**Aim**
Lay out each line of the rows below as a numbered list, skipping any blank lines. Omit the pictures from your answer.

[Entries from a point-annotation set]
......

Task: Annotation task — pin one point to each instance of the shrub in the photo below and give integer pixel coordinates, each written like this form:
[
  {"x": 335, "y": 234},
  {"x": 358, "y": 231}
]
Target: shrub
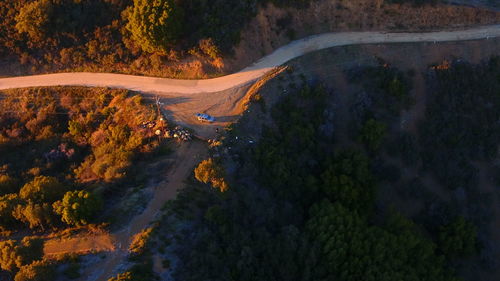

......

**Finished answer**
1. Task: Annotation task — pin one point to each instance of the shrub in the photo below and give integer pixel coordinates, each written like this form:
2. [
3.   {"x": 335, "y": 234},
4.   {"x": 358, "y": 231}
5. ]
6. Target: shrub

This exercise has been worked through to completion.